# Records shown:

◇ ◇ ◇ ◇

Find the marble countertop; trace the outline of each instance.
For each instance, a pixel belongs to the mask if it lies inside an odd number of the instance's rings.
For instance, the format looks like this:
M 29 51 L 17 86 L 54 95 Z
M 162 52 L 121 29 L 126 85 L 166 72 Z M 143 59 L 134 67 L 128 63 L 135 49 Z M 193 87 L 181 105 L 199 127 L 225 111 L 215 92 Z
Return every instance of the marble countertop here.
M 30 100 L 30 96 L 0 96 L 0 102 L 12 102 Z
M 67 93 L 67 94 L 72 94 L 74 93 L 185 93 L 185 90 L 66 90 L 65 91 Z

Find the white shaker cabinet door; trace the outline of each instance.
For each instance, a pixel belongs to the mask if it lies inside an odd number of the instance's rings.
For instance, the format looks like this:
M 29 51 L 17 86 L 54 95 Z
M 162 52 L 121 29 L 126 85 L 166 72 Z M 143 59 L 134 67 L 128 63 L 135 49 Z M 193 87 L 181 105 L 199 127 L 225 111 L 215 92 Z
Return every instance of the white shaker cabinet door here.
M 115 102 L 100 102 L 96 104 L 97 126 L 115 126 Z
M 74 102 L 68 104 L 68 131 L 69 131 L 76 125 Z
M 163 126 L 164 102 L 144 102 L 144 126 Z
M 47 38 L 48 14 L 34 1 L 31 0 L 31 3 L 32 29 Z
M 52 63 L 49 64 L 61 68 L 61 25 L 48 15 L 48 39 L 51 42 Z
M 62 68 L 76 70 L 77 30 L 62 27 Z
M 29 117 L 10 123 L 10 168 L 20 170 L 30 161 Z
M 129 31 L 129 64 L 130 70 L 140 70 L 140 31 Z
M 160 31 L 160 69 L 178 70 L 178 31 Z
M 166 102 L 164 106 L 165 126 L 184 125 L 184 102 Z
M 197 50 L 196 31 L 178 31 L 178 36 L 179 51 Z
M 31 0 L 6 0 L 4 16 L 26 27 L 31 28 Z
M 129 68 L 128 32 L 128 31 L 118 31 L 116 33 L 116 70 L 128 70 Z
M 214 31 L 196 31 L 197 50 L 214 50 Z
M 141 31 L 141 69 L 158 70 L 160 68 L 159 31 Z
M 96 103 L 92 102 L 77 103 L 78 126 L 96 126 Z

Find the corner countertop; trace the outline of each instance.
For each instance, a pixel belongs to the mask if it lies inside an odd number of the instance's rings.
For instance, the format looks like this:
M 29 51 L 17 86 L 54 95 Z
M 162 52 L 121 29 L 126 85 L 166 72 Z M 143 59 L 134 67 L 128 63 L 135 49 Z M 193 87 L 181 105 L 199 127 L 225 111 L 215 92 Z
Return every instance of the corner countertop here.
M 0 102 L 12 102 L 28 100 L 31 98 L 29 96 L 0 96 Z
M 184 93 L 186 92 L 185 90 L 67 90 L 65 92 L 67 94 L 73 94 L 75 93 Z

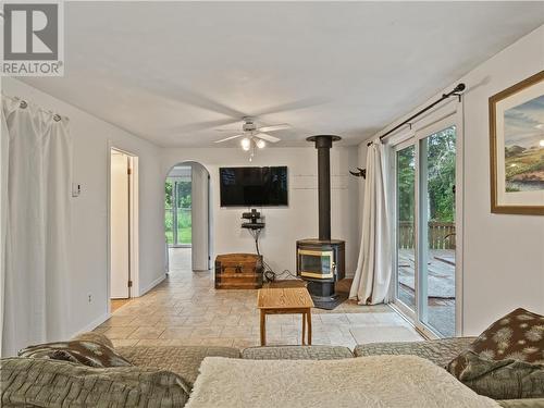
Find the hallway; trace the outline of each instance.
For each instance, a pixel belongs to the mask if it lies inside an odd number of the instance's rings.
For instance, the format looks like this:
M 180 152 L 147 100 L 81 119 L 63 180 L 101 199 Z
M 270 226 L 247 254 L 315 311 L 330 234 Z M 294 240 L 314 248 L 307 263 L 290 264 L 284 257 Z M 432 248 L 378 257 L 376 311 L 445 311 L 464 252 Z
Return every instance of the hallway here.
M 257 290 L 217 290 L 213 272 L 190 271 L 190 248 L 171 249 L 171 273 L 121 307 L 96 329 L 115 345 L 259 345 Z M 313 344 L 409 342 L 422 337 L 388 306 L 347 300 L 335 310 L 312 309 Z M 298 316 L 269 317 L 268 344 L 300 344 Z

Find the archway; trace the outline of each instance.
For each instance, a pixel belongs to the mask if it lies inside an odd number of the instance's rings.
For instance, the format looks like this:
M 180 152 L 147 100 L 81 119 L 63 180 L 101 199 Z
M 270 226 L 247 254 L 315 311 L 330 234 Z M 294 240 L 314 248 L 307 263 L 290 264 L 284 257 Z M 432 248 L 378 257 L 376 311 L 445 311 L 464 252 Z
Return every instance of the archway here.
M 168 271 L 210 269 L 210 175 L 200 163 L 175 164 L 164 184 Z

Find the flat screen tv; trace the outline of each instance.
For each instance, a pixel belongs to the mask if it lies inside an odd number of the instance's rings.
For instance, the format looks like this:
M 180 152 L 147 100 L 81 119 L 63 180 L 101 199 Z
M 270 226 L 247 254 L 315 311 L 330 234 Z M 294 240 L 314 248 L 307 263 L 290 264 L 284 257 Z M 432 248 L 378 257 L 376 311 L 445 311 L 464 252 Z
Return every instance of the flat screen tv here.
M 221 207 L 287 206 L 287 166 L 220 168 Z

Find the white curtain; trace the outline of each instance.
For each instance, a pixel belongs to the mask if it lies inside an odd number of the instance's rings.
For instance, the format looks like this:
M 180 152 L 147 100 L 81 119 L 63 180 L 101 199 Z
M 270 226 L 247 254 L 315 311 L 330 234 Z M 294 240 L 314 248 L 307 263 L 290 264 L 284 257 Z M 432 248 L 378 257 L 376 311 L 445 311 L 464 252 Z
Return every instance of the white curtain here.
M 67 120 L 2 96 L 1 355 L 67 335 Z
M 390 300 L 392 274 L 391 228 L 387 197 L 388 148 L 372 143 L 367 152 L 367 180 L 362 208 L 359 260 L 349 298 L 359 305 Z

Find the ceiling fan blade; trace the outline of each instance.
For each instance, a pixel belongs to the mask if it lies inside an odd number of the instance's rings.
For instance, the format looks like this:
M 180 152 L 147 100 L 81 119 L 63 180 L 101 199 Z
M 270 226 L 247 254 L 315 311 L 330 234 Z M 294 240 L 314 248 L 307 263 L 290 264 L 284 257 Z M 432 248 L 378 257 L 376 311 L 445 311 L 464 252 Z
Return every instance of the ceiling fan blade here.
M 258 133 L 257 135 L 255 135 L 255 137 L 258 137 L 260 139 L 263 139 L 263 140 L 267 140 L 267 141 L 270 141 L 270 143 L 277 143 L 281 140 L 281 138 L 279 137 L 275 137 L 275 136 L 272 136 L 272 135 L 268 135 L 265 133 Z
M 259 132 L 275 132 L 275 131 L 283 131 L 285 128 L 290 128 L 290 125 L 288 123 L 281 123 L 279 125 L 259 127 L 258 131 Z
M 244 136 L 244 134 L 242 134 L 242 135 L 228 136 L 228 137 L 225 137 L 224 139 L 221 139 L 221 140 L 215 140 L 215 143 L 217 143 L 217 144 L 220 144 L 220 143 L 222 143 L 222 141 L 232 140 L 232 139 L 235 139 L 235 138 L 237 138 L 237 137 L 242 137 L 242 136 Z

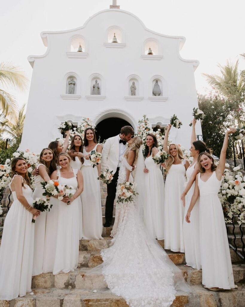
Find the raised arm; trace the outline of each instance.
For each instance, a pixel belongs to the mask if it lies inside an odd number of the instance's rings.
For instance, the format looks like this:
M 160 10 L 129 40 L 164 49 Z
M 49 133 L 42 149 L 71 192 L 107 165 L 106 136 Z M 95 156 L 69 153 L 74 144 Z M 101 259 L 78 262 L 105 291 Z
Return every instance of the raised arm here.
M 172 125 L 170 124 L 166 126 L 165 130 L 165 135 L 164 136 L 164 139 L 163 140 L 163 150 L 166 152 L 168 152 L 168 134 L 169 130 L 171 129 Z
M 101 168 L 103 171 L 105 171 L 106 169 L 108 168 L 107 165 L 107 159 L 108 157 L 108 154 L 111 148 L 111 140 L 110 139 L 106 141 L 104 144 L 103 149 L 102 151 L 102 156 L 101 157 Z M 111 170 L 109 170 L 111 171 Z
M 197 140 L 197 137 L 196 136 L 196 129 L 195 128 L 195 126 L 196 123 L 197 122 L 197 120 L 195 119 L 195 118 L 194 118 L 192 119 L 192 130 L 191 131 L 191 137 L 190 138 L 190 145 L 192 146 L 192 143 Z
M 67 149 L 69 146 L 69 140 L 70 138 L 70 131 L 69 130 L 68 131 L 66 131 L 66 139 L 65 140 L 65 142 L 64 142 L 64 144 L 63 144 L 63 148 L 62 150 L 62 151 L 64 153 L 66 152 Z
M 224 170 L 225 158 L 226 157 L 226 150 L 228 147 L 229 135 L 231 133 L 235 133 L 236 131 L 236 128 L 230 128 L 225 132 L 224 139 L 223 143 L 223 146 L 220 153 L 220 161 L 219 162 L 219 165 L 217 166 L 215 171 L 216 173 L 216 177 L 218 180 L 221 180 L 222 178 L 222 175 Z
M 190 223 L 190 212 L 193 208 L 193 207 L 196 202 L 198 196 L 199 196 L 199 188 L 198 187 L 198 174 L 196 177 L 196 184 L 195 185 L 195 189 L 194 193 L 191 197 L 190 204 L 189 208 L 187 211 L 187 213 L 186 216 L 186 220 L 187 223 Z

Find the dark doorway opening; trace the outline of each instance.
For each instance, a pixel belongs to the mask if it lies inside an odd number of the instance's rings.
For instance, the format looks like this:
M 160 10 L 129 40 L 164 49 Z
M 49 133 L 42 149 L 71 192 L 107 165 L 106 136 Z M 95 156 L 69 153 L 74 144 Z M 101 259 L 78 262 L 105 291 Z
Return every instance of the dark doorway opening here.
M 96 138 L 98 140 L 100 137 L 100 142 L 102 143 L 105 140 L 119 134 L 121 128 L 123 126 L 132 126 L 126 121 L 117 117 L 103 119 L 96 126 Z

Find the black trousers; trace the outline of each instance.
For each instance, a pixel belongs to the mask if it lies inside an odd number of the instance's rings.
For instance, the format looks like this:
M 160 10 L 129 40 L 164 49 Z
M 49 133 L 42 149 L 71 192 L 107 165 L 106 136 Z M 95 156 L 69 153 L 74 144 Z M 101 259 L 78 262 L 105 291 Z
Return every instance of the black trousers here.
M 110 224 L 113 216 L 113 207 L 114 201 L 116 197 L 117 180 L 119 168 L 117 169 L 116 171 L 113 175 L 113 179 L 110 183 L 107 185 L 107 196 L 105 202 L 105 222 Z

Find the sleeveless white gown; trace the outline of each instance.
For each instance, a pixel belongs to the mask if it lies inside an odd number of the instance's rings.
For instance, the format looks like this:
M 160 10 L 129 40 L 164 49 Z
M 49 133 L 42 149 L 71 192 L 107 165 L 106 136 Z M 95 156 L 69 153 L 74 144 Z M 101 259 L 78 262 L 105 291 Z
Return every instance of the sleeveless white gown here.
M 152 155 L 145 161 L 149 173 L 145 177 L 147 200 L 144 222 L 149 234 L 158 240 L 164 239 L 164 181 L 160 165 L 154 162 Z
M 185 208 L 180 196 L 186 180 L 186 160 L 172 164 L 165 183 L 165 249 L 184 252 L 183 221 Z
M 9 185 L 10 190 L 12 181 Z M 22 191 L 33 207 L 32 189 L 25 185 Z M 32 291 L 34 247 L 32 215 L 18 200 L 16 192 L 12 194 L 13 202 L 4 221 L 0 247 L 0 300 L 8 301 Z
M 81 169 L 81 168 L 83 164 L 79 160 L 78 157 L 75 157 L 75 161 L 71 161 L 71 168 L 74 169 Z M 85 159 L 84 159 L 85 161 Z M 78 210 L 79 210 L 79 239 L 81 240 L 82 238 L 82 206 L 81 196 L 83 192 L 79 197 L 77 197 L 77 201 L 78 202 Z
M 96 150 L 97 144 L 93 150 Z M 85 154 L 90 154 L 83 149 Z M 100 181 L 97 168 L 90 160 L 84 159 L 81 169 L 83 176 L 83 192 L 81 194 L 82 208 L 82 234 L 83 239 L 101 239 L 103 228 Z
M 215 172 L 206 182 L 198 175 L 202 284 L 207 288 L 228 289 L 235 288 L 235 284 L 224 218 L 218 197 L 222 181 L 217 179 Z
M 36 168 L 38 169 L 40 165 L 44 165 L 40 163 L 37 165 Z M 35 182 L 35 189 L 32 194 L 32 198 L 35 200 L 37 197 L 45 198 L 45 196 L 43 195 L 43 193 L 44 192 L 44 190 L 41 185 L 41 182 L 44 182 L 44 180 L 39 175 L 35 176 L 34 180 Z M 52 209 L 51 210 L 52 210 Z M 38 275 L 43 273 L 47 213 L 47 211 L 41 212 L 40 215 L 37 218 L 35 222 L 32 276 Z
M 187 182 L 191 177 L 196 163 L 191 164 L 186 171 Z M 185 197 L 186 206 L 183 222 L 183 233 L 187 264 L 194 269 L 200 270 L 202 268 L 202 262 L 200 246 L 199 197 L 191 211 L 191 223 L 187 223 L 185 218 L 194 193 L 195 185 L 195 182 L 194 182 Z
M 126 167 L 131 167 L 124 158 L 119 183 L 125 181 Z M 103 262 L 90 274 L 102 270 L 108 287 L 131 307 L 168 307 L 175 298 L 175 287 L 182 280 L 186 285 L 180 270 L 148 235 L 137 205 L 132 202 L 122 206 L 112 245 L 101 251 Z

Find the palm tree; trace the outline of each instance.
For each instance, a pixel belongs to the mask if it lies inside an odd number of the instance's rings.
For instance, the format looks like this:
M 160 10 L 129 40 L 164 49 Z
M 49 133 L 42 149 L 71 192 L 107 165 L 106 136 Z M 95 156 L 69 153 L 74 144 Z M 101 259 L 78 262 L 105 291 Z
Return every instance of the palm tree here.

◇ ◇ ◇ ◇

# Written exercise:
Please rewrite the lines from the very first one through the one containing "M 67 93 L 67", both included, as a numbered list with any blank lines left out.

# Output:
1. Find the marble countertop; trace the outline of each instance.
2. For each instance, a pixel belongs to the mask if it lies inside an odd number of the instance's rings.
3. For instance, the format looks like this:
4. M 29 51 L 17 86 L 54 95 Z
5. M 162 52 L 121 29 L 126 85 L 166 72 Z M 143 59 L 134 67 L 128 63 L 135 49 Z M 193 87 L 181 105 L 199 127 L 225 111 L 215 92 Z
6. Return every instance of the marble countertop here.
7. M 30 100 L 30 96 L 0 96 L 0 102 L 12 102 Z
8. M 67 93 L 67 94 L 72 94 L 74 93 L 185 93 L 185 90 L 66 90 L 65 91 Z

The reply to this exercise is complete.